[Dataset excerpts]
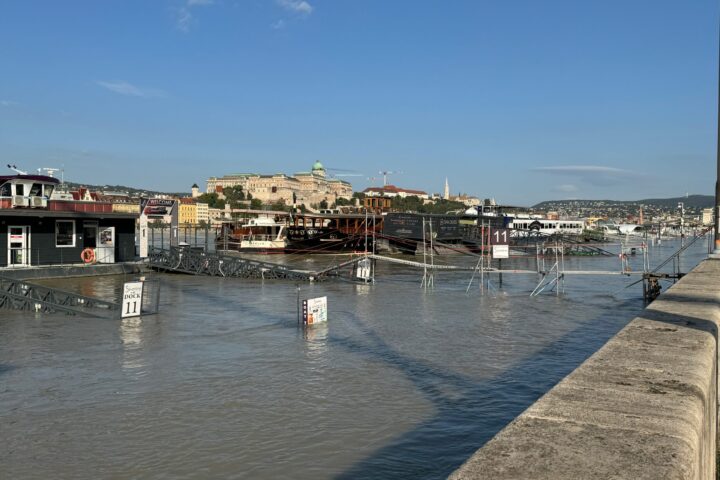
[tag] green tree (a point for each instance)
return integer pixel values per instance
(234, 195)
(279, 205)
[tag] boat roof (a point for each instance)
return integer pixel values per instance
(34, 178)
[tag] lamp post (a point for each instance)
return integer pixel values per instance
(716, 251)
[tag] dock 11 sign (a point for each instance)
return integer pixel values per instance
(314, 310)
(132, 299)
(500, 240)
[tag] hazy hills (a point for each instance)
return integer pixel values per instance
(690, 202)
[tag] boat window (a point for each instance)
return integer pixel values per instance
(65, 233)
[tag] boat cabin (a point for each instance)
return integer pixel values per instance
(36, 229)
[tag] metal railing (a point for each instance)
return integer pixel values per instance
(20, 295)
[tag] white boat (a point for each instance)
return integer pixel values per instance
(258, 235)
(544, 226)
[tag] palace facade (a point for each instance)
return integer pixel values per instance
(309, 188)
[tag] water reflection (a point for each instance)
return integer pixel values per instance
(400, 383)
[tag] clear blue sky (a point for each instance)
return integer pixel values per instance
(521, 100)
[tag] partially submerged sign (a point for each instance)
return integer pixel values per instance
(132, 299)
(364, 269)
(501, 251)
(314, 310)
(500, 241)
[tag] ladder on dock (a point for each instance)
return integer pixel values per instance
(30, 297)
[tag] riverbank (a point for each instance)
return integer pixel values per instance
(643, 406)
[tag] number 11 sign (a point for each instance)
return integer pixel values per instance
(500, 240)
(132, 299)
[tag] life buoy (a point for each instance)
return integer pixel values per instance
(88, 255)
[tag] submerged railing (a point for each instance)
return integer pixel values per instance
(20, 295)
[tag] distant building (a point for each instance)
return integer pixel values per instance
(466, 200)
(393, 191)
(187, 211)
(708, 215)
(308, 188)
(192, 212)
(203, 212)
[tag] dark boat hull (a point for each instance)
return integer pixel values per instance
(320, 240)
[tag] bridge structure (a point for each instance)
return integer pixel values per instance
(30, 297)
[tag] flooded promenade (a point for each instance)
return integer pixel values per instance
(401, 382)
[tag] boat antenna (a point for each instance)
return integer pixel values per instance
(16, 170)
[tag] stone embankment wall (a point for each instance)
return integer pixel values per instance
(643, 407)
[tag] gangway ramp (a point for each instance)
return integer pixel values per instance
(194, 262)
(30, 297)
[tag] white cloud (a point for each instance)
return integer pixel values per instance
(125, 88)
(297, 6)
(581, 169)
(185, 16)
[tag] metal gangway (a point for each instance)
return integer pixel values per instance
(198, 262)
(30, 297)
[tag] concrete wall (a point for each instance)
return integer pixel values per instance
(643, 407)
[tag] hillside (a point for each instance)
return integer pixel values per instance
(690, 202)
(133, 192)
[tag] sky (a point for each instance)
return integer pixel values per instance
(517, 100)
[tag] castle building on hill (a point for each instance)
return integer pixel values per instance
(308, 188)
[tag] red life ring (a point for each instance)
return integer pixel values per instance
(88, 255)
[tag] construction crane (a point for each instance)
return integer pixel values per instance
(385, 173)
(49, 171)
(16, 170)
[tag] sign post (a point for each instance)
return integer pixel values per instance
(132, 300)
(314, 310)
(500, 240)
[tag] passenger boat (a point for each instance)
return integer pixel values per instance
(523, 227)
(255, 235)
(332, 232)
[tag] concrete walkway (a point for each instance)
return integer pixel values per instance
(643, 407)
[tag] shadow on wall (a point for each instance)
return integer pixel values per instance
(477, 410)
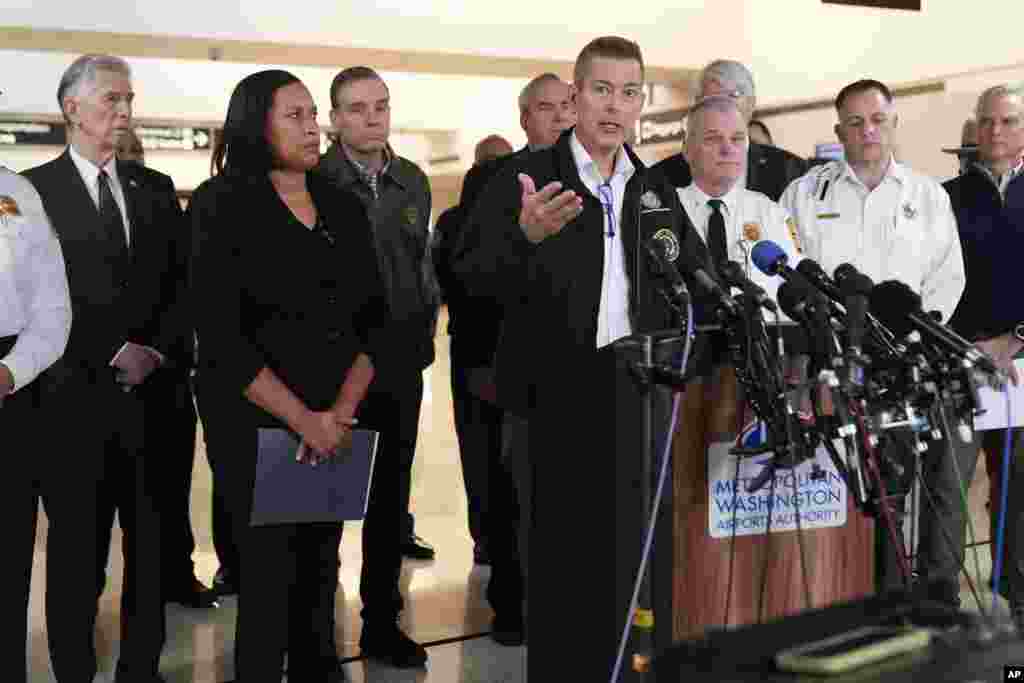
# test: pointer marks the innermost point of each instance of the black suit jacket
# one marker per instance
(769, 170)
(144, 302)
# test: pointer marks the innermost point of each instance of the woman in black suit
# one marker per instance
(289, 300)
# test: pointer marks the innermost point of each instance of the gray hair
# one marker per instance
(1004, 90)
(530, 89)
(728, 71)
(694, 118)
(82, 72)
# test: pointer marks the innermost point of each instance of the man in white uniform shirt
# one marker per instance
(892, 223)
(35, 323)
(716, 148)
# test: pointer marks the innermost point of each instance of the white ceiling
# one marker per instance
(798, 49)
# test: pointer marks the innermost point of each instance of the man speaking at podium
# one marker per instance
(554, 241)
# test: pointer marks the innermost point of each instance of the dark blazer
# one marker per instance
(769, 170)
(269, 292)
(142, 303)
(550, 293)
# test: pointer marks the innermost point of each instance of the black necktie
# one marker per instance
(110, 216)
(716, 233)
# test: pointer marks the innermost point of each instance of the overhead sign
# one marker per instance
(662, 127)
(32, 132)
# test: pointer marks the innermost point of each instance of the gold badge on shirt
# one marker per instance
(791, 223)
(8, 207)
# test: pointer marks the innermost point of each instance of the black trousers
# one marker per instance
(222, 526)
(392, 408)
(97, 436)
(170, 436)
(289, 577)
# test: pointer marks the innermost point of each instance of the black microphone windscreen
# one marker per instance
(893, 301)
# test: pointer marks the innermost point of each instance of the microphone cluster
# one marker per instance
(880, 368)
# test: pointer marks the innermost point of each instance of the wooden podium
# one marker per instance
(840, 560)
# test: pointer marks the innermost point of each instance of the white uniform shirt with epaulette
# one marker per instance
(903, 229)
(34, 299)
(750, 217)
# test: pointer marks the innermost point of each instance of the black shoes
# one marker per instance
(508, 631)
(193, 594)
(387, 643)
(417, 549)
(225, 583)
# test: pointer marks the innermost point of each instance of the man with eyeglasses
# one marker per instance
(769, 169)
(556, 241)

[What is required]
Look over the listing above. Pick out and copy every line that includes "microphone".

[Written answer]
# test: pointer marks the innermost point of each instance of the black microphone windscreen
# test: pointer marks the innermost point of each instance of the microphone cluster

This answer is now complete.